## Что требуется:
Перечислите всё, что, согласно тексту о переписке со Станиславом Никиреевым, осталось у автора из собственных сочинений.

С непростительным опозданием из письма Станислава Никиреева, а не из собственных воспоминаний, затуманенных годами, благодаря полузабытому архиву узнаю: я-то и был инициатором драгоценной переписки. Письмо от 3 марта 1983 года. Мельчайшая, но отчётливая скоропись Станислава Михайловича:

 

"Виктор Константинович!

Ваше письмо с просьбой помочь лучшим образом в Ваших заботах (да и моих!) я получил и волнуюсь, что помочь в этом нужном Вам деле я смогу плохо. Причина – мало времени..."

 

Далее – ответы на мои вопросы.

У меня нет копий моих писем Станиславу Михайловичу. Я их не делал. Не считал нужным, к великому запоздалому сожалению. Как, впрочем, не собирал и своих вне города публикаций, даже – а ведь были! – журнальных. Кроме двух опубликованных повестей (Воронеж), остались незаконченные рукописи, начатые и брошенные отрывки. Натура – дура, словом...

Но в подробностях письма художника читается и то, о чём я его вопрошал.

## Фрагмент набора данных:

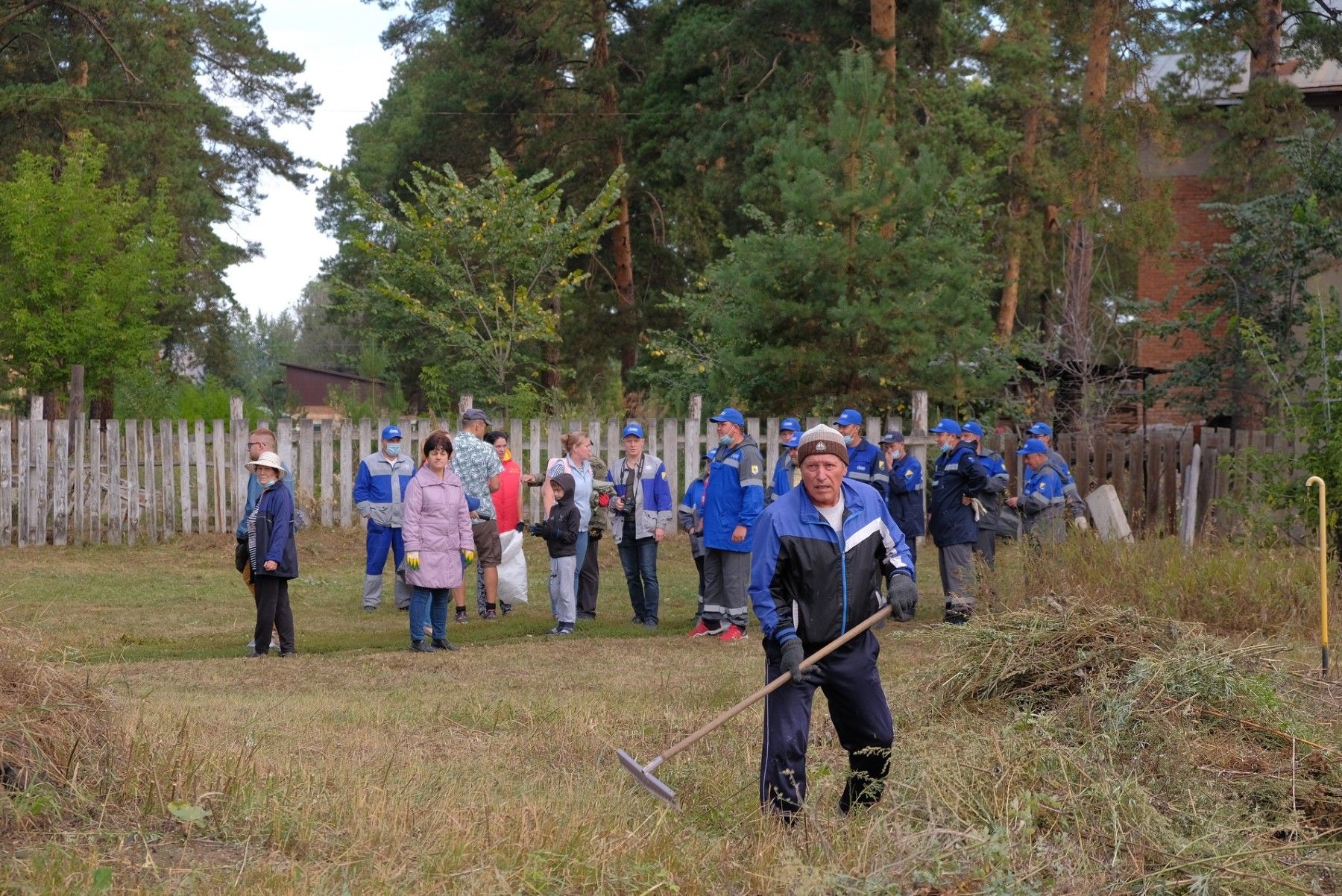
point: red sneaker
(733, 634)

## Ответ:
две опубликованные повести (Воронеж); незаконченные рукописи; начатые и брошенные отрывки